*DATA FOR THIS TASK*.
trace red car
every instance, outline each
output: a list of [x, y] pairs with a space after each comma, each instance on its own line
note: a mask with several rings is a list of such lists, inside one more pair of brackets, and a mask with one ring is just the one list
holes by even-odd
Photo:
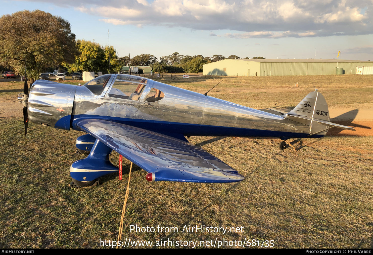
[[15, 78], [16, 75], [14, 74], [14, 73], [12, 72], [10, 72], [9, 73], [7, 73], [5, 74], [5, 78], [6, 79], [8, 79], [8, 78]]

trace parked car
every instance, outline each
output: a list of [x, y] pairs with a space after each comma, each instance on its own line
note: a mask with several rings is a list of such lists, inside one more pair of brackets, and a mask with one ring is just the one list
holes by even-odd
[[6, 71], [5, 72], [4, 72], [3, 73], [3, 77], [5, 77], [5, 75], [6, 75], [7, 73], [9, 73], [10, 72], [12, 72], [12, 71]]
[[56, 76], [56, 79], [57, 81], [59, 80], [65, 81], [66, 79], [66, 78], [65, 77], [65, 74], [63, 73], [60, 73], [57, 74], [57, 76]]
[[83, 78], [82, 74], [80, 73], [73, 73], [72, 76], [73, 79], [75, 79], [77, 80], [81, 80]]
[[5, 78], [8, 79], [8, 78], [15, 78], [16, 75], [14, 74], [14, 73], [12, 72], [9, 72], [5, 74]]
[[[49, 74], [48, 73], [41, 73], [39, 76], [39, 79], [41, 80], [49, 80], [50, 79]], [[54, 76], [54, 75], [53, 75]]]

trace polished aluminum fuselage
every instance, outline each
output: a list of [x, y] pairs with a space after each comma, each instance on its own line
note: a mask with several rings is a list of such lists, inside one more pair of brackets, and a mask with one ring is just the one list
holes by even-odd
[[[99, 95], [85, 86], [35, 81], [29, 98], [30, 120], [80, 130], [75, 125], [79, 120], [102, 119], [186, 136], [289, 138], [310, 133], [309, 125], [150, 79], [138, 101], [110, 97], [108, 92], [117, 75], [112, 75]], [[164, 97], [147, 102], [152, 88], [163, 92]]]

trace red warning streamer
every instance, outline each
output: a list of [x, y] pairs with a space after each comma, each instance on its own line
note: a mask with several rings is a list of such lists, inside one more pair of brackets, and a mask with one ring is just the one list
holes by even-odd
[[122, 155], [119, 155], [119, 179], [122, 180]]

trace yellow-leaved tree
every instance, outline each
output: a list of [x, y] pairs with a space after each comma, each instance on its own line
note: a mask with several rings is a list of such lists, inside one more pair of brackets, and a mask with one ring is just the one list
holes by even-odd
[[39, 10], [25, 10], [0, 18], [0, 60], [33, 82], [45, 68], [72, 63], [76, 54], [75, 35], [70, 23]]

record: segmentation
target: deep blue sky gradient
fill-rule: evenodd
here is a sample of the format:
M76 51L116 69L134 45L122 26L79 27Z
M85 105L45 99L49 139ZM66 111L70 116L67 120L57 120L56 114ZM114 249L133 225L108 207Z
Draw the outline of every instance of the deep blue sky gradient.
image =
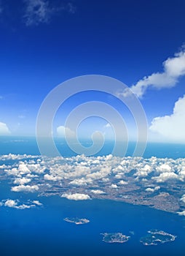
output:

* * *

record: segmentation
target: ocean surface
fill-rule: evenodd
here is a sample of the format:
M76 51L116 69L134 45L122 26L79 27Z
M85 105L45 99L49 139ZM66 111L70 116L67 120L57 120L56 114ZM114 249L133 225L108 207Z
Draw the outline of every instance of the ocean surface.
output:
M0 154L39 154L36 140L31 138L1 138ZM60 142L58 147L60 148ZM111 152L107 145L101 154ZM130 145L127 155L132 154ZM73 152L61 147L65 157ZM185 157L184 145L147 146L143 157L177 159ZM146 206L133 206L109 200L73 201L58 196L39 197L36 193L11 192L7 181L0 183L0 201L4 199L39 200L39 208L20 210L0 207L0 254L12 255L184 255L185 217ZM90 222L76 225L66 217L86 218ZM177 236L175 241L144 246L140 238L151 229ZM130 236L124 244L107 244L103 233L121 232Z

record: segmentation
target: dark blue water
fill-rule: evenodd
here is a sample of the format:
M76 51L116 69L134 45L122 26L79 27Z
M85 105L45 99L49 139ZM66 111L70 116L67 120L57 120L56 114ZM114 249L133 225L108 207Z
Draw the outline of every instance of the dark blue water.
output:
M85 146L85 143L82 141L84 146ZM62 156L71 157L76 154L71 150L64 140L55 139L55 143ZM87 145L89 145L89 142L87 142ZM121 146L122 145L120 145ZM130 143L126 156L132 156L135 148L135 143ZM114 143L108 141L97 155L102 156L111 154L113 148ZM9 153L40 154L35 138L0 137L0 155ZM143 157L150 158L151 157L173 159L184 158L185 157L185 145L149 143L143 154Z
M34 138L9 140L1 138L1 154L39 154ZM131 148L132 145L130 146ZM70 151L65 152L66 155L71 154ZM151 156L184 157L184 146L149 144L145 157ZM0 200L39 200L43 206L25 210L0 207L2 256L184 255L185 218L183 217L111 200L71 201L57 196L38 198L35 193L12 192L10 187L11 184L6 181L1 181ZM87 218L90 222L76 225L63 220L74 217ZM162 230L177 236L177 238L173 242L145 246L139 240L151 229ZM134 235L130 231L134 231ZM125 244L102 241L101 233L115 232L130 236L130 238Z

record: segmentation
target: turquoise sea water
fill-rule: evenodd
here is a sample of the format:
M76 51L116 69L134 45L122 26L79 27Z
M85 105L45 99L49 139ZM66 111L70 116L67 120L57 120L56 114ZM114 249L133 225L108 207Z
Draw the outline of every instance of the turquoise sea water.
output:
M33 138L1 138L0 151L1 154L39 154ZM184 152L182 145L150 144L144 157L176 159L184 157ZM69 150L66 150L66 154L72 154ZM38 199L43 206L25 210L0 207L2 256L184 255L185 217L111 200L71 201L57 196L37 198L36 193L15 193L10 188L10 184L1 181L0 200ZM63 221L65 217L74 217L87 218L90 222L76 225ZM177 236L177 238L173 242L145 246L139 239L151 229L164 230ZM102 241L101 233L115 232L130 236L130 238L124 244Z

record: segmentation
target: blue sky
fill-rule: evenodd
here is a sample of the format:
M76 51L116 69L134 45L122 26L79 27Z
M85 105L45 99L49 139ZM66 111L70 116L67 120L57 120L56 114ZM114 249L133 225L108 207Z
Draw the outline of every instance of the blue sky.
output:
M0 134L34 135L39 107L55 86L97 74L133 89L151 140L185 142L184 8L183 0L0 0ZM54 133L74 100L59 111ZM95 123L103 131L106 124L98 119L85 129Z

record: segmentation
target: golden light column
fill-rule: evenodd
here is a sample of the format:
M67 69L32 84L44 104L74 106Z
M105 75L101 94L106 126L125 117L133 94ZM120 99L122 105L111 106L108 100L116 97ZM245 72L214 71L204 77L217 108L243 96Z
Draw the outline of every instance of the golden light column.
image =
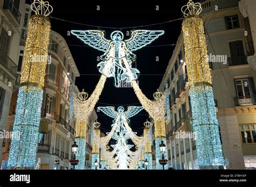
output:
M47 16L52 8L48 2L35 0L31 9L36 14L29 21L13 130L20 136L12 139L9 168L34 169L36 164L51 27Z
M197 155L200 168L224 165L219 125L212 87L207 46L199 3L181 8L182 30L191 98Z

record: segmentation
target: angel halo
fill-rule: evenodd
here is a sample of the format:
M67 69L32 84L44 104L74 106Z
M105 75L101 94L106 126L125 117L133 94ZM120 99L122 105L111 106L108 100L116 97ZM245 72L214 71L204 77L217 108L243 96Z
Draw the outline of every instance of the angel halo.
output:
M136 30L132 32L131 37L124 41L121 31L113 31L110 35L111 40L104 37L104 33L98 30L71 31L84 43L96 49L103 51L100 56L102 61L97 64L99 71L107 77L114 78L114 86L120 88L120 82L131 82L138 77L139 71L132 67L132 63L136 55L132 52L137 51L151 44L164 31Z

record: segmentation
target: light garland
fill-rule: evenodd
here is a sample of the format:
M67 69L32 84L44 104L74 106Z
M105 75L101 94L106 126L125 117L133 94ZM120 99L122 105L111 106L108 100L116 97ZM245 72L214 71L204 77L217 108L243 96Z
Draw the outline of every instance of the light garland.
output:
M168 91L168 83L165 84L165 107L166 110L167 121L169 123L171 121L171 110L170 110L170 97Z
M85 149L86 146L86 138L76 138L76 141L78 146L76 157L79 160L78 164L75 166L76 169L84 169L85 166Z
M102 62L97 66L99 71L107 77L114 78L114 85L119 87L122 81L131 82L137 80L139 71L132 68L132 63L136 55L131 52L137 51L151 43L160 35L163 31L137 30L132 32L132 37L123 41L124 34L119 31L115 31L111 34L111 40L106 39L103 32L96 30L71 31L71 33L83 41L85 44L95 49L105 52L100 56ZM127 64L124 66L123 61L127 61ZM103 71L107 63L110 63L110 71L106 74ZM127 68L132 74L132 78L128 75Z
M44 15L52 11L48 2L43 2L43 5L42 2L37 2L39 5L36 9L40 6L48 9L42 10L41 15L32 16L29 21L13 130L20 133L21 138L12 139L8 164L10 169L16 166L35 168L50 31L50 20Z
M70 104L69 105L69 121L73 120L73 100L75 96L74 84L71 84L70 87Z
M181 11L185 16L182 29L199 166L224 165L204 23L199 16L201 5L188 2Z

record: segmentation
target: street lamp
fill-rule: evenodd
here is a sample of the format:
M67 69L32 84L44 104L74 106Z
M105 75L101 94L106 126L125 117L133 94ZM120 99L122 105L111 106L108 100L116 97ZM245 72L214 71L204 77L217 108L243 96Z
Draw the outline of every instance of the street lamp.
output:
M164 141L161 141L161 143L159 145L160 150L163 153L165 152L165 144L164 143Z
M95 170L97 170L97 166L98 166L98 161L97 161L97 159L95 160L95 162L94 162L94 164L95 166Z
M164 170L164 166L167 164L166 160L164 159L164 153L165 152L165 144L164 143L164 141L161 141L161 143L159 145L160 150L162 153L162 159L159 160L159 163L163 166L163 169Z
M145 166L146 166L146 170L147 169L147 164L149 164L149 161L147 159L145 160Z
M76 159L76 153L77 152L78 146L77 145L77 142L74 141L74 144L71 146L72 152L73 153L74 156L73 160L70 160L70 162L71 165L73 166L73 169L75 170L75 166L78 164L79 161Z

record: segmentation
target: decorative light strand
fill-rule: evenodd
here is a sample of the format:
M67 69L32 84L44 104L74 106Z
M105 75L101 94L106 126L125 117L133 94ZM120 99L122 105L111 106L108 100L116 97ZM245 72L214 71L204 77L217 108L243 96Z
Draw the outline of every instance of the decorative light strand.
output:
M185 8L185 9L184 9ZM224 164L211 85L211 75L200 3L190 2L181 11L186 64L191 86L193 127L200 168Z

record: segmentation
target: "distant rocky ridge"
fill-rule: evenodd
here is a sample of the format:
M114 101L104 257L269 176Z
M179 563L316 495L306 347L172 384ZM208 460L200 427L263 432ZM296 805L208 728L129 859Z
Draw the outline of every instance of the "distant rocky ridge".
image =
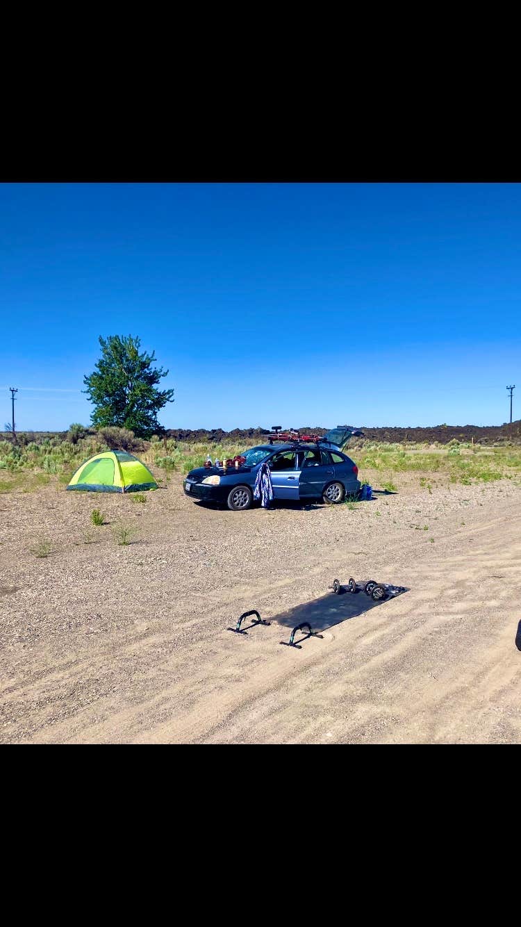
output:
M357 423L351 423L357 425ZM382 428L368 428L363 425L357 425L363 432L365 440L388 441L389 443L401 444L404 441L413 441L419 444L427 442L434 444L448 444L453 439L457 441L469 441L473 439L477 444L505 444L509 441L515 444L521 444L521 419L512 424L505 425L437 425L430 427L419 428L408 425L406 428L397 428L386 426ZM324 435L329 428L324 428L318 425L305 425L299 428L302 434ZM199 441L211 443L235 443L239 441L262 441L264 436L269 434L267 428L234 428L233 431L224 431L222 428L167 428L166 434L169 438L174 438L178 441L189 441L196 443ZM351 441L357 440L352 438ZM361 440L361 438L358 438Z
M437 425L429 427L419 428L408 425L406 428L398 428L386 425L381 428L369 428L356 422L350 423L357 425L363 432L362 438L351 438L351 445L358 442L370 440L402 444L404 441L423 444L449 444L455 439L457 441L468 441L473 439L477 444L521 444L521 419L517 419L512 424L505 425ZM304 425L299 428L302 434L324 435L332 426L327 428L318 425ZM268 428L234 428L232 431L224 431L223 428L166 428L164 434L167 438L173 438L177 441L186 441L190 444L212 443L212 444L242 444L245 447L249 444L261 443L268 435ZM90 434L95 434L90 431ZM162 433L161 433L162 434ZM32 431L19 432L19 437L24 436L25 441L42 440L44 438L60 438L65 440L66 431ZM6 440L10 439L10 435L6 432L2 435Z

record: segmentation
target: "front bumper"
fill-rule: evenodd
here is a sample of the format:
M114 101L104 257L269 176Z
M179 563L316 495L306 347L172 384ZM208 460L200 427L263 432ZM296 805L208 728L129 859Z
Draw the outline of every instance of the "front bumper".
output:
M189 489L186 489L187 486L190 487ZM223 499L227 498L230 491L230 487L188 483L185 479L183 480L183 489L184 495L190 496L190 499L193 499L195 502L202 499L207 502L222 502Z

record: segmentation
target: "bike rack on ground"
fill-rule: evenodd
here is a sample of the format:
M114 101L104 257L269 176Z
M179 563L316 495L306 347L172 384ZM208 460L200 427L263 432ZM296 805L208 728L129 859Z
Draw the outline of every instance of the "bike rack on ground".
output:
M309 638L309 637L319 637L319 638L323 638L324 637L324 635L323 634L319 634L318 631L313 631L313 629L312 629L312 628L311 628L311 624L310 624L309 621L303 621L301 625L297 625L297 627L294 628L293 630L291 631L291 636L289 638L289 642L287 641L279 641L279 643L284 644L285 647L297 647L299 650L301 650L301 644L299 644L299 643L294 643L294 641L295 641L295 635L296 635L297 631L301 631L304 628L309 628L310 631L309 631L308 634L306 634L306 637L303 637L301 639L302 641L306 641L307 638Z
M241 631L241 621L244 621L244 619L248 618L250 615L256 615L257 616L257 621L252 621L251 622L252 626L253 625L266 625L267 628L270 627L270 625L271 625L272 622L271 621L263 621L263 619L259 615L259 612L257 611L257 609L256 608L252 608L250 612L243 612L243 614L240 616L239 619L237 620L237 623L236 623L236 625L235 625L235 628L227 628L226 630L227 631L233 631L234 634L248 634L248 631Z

*OBJECTIVE*.
Extract every line of the data above that contains the word "ground" and copy each one in full.

*COMPLETE RESPONSE*.
target: "bike rack on ground"
Draw the outline of every instance of the "bike rack on ground".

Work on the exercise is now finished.